*TRY IT*
Set down exactly the lines in the records below that run from the line with "of the bush." to the line with "the unpaved road.", inclusive, and nothing more.

*EXTRACTED INFORMATION*
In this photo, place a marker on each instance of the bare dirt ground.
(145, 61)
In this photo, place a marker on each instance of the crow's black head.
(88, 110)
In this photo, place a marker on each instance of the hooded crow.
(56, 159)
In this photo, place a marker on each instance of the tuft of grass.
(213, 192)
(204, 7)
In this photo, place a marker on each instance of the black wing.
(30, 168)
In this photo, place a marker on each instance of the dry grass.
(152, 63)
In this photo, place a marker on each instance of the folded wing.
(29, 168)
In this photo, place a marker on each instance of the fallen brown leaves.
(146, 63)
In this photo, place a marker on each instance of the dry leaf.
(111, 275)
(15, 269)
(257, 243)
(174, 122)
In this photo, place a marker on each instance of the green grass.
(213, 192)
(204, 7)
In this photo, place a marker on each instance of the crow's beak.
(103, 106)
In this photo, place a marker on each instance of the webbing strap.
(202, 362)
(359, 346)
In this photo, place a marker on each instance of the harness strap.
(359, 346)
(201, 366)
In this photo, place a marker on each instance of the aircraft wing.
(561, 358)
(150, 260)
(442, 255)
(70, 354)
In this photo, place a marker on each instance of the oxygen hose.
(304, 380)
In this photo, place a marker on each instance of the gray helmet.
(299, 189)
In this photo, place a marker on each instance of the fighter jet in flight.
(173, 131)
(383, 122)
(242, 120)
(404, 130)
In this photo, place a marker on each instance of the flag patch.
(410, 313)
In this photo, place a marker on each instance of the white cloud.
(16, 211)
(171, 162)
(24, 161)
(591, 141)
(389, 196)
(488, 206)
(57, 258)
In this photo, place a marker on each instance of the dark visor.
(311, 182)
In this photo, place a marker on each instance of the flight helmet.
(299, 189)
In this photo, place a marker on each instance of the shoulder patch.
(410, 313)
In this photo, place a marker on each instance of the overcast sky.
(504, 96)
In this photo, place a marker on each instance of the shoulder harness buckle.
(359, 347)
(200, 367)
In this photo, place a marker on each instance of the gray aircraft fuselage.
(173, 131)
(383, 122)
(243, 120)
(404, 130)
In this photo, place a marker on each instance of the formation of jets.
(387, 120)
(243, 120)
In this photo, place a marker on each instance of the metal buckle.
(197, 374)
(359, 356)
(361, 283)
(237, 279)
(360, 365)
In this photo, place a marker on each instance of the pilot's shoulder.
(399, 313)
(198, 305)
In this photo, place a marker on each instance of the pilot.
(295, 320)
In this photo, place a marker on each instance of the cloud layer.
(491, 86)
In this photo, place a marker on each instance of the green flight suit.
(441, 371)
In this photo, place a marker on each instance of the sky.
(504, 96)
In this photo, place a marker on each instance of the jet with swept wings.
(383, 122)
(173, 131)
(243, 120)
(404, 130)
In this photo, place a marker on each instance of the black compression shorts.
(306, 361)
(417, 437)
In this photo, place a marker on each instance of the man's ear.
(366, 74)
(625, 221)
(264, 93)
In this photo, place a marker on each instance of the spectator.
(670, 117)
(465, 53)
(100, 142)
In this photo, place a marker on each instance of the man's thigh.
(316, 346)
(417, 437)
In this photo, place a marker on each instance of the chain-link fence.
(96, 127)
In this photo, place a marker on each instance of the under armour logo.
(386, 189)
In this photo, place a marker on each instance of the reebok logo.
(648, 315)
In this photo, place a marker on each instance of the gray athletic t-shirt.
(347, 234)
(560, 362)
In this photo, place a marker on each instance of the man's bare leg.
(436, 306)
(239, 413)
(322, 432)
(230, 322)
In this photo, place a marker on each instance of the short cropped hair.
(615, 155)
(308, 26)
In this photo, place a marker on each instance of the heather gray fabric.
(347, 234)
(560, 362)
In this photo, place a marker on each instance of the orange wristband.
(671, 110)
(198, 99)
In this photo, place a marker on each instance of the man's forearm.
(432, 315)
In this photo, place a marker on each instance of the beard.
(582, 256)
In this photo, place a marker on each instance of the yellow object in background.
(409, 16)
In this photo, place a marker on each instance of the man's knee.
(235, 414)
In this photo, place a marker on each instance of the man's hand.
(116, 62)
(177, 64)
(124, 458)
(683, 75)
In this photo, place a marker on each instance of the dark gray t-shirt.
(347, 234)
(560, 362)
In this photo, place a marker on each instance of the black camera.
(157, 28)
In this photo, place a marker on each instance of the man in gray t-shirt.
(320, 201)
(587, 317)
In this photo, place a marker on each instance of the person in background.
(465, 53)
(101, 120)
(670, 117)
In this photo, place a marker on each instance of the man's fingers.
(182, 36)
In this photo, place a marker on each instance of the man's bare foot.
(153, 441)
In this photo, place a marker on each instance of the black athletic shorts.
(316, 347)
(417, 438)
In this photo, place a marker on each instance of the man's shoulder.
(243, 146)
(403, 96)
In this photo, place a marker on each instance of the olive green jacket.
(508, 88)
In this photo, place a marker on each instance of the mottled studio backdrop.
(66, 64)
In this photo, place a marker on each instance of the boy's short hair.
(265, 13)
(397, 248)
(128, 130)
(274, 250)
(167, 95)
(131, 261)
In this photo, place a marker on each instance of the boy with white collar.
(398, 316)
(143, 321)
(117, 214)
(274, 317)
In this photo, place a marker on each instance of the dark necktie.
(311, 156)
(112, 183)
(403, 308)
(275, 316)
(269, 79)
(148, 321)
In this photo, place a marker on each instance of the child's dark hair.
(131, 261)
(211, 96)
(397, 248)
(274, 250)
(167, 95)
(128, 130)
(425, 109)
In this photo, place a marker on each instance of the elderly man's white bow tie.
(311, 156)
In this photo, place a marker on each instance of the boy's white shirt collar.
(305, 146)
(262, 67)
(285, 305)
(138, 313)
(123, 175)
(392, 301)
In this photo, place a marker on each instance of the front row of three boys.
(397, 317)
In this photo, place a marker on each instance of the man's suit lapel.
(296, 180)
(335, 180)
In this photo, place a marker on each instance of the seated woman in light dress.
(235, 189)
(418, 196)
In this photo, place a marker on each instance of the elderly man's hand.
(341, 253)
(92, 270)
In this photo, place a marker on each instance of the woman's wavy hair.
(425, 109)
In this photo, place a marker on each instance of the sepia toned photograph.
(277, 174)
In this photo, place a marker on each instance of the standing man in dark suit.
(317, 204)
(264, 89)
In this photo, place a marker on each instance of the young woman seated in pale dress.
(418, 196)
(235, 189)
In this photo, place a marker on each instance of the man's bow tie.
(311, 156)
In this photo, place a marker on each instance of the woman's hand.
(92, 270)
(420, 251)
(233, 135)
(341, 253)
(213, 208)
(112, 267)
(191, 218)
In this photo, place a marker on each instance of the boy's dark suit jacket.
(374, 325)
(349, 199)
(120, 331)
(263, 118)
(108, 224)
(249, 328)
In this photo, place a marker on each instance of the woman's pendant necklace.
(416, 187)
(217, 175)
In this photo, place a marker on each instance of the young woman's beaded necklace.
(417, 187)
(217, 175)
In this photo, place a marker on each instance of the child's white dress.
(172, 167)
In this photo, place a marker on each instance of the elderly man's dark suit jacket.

---

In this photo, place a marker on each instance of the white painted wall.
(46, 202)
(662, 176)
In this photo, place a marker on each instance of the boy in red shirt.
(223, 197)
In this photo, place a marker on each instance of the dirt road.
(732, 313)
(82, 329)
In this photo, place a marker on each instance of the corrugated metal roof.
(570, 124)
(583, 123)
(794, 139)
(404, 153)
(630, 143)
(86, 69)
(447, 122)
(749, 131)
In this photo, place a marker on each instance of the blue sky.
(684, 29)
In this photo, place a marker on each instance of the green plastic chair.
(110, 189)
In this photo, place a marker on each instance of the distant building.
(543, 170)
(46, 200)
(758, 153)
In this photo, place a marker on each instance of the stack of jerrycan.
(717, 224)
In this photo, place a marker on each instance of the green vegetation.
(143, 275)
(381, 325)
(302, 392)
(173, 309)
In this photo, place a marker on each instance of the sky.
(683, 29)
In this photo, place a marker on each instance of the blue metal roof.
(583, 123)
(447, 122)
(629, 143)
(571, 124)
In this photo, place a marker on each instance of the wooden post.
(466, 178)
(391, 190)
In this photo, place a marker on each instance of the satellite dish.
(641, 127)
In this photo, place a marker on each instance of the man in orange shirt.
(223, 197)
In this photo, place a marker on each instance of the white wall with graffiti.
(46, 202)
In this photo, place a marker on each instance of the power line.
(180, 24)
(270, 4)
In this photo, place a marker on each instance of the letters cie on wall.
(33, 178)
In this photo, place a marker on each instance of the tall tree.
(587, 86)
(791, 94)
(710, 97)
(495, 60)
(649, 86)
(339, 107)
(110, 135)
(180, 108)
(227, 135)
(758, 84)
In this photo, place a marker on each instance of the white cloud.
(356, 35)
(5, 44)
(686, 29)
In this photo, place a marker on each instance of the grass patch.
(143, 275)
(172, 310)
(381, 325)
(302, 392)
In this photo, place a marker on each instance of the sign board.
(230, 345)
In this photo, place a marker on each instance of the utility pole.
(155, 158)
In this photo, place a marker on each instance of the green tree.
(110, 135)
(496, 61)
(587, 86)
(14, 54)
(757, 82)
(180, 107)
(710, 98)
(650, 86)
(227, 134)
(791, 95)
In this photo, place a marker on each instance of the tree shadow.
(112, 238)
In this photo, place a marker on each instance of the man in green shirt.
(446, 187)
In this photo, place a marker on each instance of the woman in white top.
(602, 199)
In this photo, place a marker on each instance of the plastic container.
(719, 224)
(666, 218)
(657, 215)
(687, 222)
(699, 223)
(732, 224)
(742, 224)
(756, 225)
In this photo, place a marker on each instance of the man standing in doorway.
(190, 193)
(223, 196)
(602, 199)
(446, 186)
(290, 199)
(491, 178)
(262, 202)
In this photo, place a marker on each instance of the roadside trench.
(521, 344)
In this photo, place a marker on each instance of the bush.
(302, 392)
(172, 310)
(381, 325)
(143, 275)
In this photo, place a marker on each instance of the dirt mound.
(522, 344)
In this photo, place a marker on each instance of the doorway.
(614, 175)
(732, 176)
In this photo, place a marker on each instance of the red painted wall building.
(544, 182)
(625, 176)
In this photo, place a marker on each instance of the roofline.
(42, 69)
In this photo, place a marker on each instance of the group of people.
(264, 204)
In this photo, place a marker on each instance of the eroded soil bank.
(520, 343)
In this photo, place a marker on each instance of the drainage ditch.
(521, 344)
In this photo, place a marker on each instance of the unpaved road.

*EXERCISE OUTPUT*
In this photo, place a marker on each instance of the bush.
(302, 392)
(172, 310)
(381, 325)
(143, 275)
In this photo, place a marker on each instance of the dirt mound.
(522, 344)
In this photo, place a marker on each instance of the doorway.
(614, 175)
(732, 176)
In this photo, place a marker on each instance of the red painted wall building.
(544, 182)
(625, 176)
In this photo, place a marker on each instance of the roofline.
(42, 69)
In this photo, place a marker on each instance of the group of people.
(264, 204)
In this photo, place a marker on each instance of the eroded soil bank.
(520, 343)
In this photo, place a marker on each instance of the drainage ditch.
(521, 344)
In this photo, place a marker on each instance of the unpaved road.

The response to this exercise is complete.